Unsere Autoren: Hauke Deeken, Alexandra Lengling, Manuel Krommweh, Prof. Wolfgang Büscher, Uni Bonn
Seit dem Ausbruch des Ukrainekrieges stehen die Energiemärkte Kopf. Das trifft auch die Schweinehalter. Gefühlt macht sich jede Kilowattstunde Strom bzw. jeder Kubikmeter Gas, der durch den Zähler fließt, bei den Produktionskosten bemerkbar. Besonders betroffen sind die Sauenhalter, die für ihre Abferkel- und Aufzuchtställe viel Heizenergie benötigen. Auf einigen Betrieben haben sich im letzten Winter die Energiekosten pro verkauftem 25 kg-Ferkel auf mehr als 10 € verdoppelt.
Die Situation an den Strom- und Gasmärkten hat sich zwar auch jahreszeitlich bedingt etwas entspannt. Das alte Preisniveau liegt aber in weiter Ferne und der nächste Winter kommt gewiss. Daher ist jeder Schweinehalter angehalten, in seinem Betrieb nach möglichen Einsparpotenzialen zu suchen.
Genau das haben die Forscher des Instituts für Landtechnik der Universität Bonn zusammen mit verschiedenen Industriepartnern im Praxisprojekt „EnergARA“ getan. In einem zweijährigen Langzeittest haben sie untersucht, welches Potenzial die Wärmerückgewinnung über einen Luft-Luft-Wärmetauscher bietet. Gerade unter Einbeziehung der aktuellen Energiepreise ist man dabei zu erstaunlichen Ergebnissen gekommen.
Wärme aus der Abluft nutzen
Die Ausgangslage für den Versuch sah so aus, dass in einem geschlossenen Schweinebetrieb ohne Wärmerückgewinnung rund 70 bis 90 % der Wärmeverluste über die Abluft erfolgen. Luft-Luft-Wärmetauscher machen sich diesen Umstand mittels eines einfachen Wirkungsprinzips zunutze. So werden im Inneren eines Tauschers Zu- und Abluft in Röhren im Wirbelstromverfahren aneinander vorbeigeführt. Dabei wird die thermische Energie von der warmen Abluft auf die kühlere Frischluft übertragen (siehe Übersicht 1).
Der für die Langzeituntersuchung ausgewählte Sauenhalter liegt in Niedersachsen und hat vor rund vier Jahren seinen Stallneubau mit dieser Technik ausgestattet. Außerdem rüstete er den Stall mit gut 4.100 Ferkel- und 128 Jungsauenplätzen sowie einem Deckzentrum freiwillig mit einem Abluftwäscher aus. Dadurch war bei der Planung des Stalles klar, dass es eine zentrale Abluftführung geben muss. Dies ist auch eine der wenigen baulichen Voraussetzungen für den effizienten Betrieb eines Wärmetauschers.

————

→ **Zu lösende Aufgaben**
- 1) Gib im Text zur Wärmerückgewinnung im Schweinestall den Abschnitt von „Unsere Autoren: Hauke“ bis „Einsparpotenzialen zu suchen.“ wieder und tausche dabei „Energiemärkte“ gegen „Rohstoffmärkte“.
- 2) Nenne alle Personen, die der Text zur Wärmerückgewinnung im Schweinestall als Autoren aufführt.

→ **Vorliegendes Material**
————

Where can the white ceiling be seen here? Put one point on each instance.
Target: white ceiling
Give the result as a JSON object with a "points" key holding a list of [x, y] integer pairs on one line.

————

→ **Lösungen nacheinander**
- 1)
Unsere Autoren: Hauke Deeken, Alexandra Lengling, Manuel Krommweh, Prof. Wolfgang Büscher, Uni Bonn
Seit dem Ausbruch des Ukrainekrieges stehen die Rohstoffmärkte Kopf. Das trifft auch die Schweinehalter. Gefühlt macht sich jede Kilowattstunde Strom bzw. jeder Kubikmeter Gas, der durch den Zähler fließt, bei den Produktionskosten bemerkbar. Besonders betroffen sind die Sauenhalter, die für ihre Abferkel- und Aufzuchtställe viel Heizenergie benötigen. Auf einigen Betrieben haben sich im letzten Winter die Energiekosten pro verkauftem 25 kg-Ferkel auf mehr als 10 € verdoppelt.
Die Situation an den Strom- und Gasmärkten hat sich zwar auch jahreszeitlich bedingt etwas entspannt. Das alte Preisniveau liegt aber in weiter Ferne und der nächste Winter kommt gewiss. Daher ist jeder Schweinehalter angehalten, in seinem Betrieb nach möglichen Einsparpotenzialen zu suchen.

- 2) Hauke Deeken, Alexandra Lengling, Manuel Krommweh, Prof. Wolfgang Büscher